Object pointing data rows
•••

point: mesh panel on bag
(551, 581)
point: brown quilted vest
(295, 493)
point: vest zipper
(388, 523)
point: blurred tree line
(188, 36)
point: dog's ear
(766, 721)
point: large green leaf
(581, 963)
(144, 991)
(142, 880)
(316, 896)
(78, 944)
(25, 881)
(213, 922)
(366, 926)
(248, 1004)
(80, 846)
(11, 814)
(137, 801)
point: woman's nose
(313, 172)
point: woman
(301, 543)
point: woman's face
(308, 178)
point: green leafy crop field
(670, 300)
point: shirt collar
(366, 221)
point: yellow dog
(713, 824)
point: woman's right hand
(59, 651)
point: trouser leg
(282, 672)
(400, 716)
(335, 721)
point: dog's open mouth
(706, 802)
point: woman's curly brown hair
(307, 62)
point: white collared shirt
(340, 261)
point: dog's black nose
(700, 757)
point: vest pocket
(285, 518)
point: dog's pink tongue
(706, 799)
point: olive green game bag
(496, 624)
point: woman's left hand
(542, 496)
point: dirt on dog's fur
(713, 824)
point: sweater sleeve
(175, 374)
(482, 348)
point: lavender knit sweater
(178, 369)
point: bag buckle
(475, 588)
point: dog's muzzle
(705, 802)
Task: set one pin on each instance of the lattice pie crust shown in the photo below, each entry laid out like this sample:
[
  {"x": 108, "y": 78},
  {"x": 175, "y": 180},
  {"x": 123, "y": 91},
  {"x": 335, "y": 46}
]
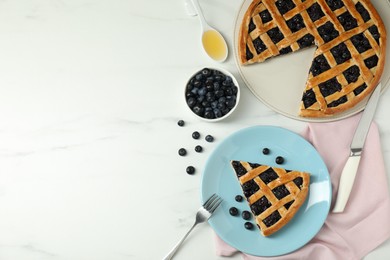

•••

**Job:** Output every nonblank line of the data above as a Markdown table with two columns headed "Row" and "Line," numbering the rows in order. Leave the pictures out of the answer.

**Solution for this exercise:**
| Row | Line |
|---|---|
| 1 | point: mesh panel on bag |
| 2 | (551, 581) |
| 3 | point: brown quilted vest |
| 4 | (295, 493) |
| 5 | point: vest zipper |
| 6 | (388, 523) |
| 7 | point: blurred tree line |
| 8 | (188, 36) |
| 9 | point: dog's ear |
| 10 | (766, 721) |
| 11 | point: large green leaf |
| 12 | (581, 963) |
| 13 | (144, 991) |
| 14 | (142, 880) |
| 15 | (316, 896) |
| 16 | (78, 944) |
| 17 | (25, 881) |
| 18 | (213, 922) |
| 19 | (366, 926) |
| 20 | (248, 1004) |
| 21 | (80, 846) |
| 22 | (11, 814) |
| 23 | (137, 801) |
| 24 | point: woman's nose |
| 25 | (313, 172) |
| 26 | point: woman |
| 27 | (301, 543) |
| 28 | point: woman's face |
| 29 | (308, 178) |
| 30 | point: green leafy crop field |
| 31 | (670, 300) |
| 32 | point: shirt collar |
| 33 | (366, 221) |
| 34 | point: yellow dog |
| 35 | (713, 824) |
| 36 | point: woman's right hand |
| 37 | (59, 651) |
| 38 | point: trouser leg |
| 39 | (282, 672) |
| 40 | (400, 716) |
| 41 | (335, 721) |
| 42 | point: dog's open mouth |
| 43 | (706, 802) |
| 44 | point: woman's curly brown hair |
| 45 | (307, 62) |
| 46 | point: white collared shirt |
| 47 | (340, 261) |
| 48 | point: dog's black nose |
| 49 | (700, 757) |
| 50 | point: vest pocket |
| 51 | (285, 518) |
| 52 | point: dog's pink tongue |
| 53 | (706, 799) |
| 54 | point: olive green game bag |
| 55 | (496, 624) |
| 56 | point: woman's left hand |
| 57 | (542, 496) |
| 58 | point: dirt on dog's fur |
| 59 | (713, 824) |
| 60 | point: sweater sleeve |
| 61 | (175, 374) |
| 62 | (482, 348) |
| 63 | point: lavender knit sweater |
| 64 | (178, 369) |
| 65 | point: bag buckle |
| 66 | (475, 588) |
| 67 | point: dog's muzzle |
| 68 | (705, 802) |
| 69 | Task: set one pin on each instance of the lattice pie crust shown in the photo below, each entry laid out like this sample: |
| 70 | [ |
| 71 |   {"x": 108, "y": 78}, |
| 72 |   {"x": 175, "y": 180}, |
| 73 |   {"x": 123, "y": 91}, |
| 74 |   {"x": 335, "y": 46} |
| 75 | ] |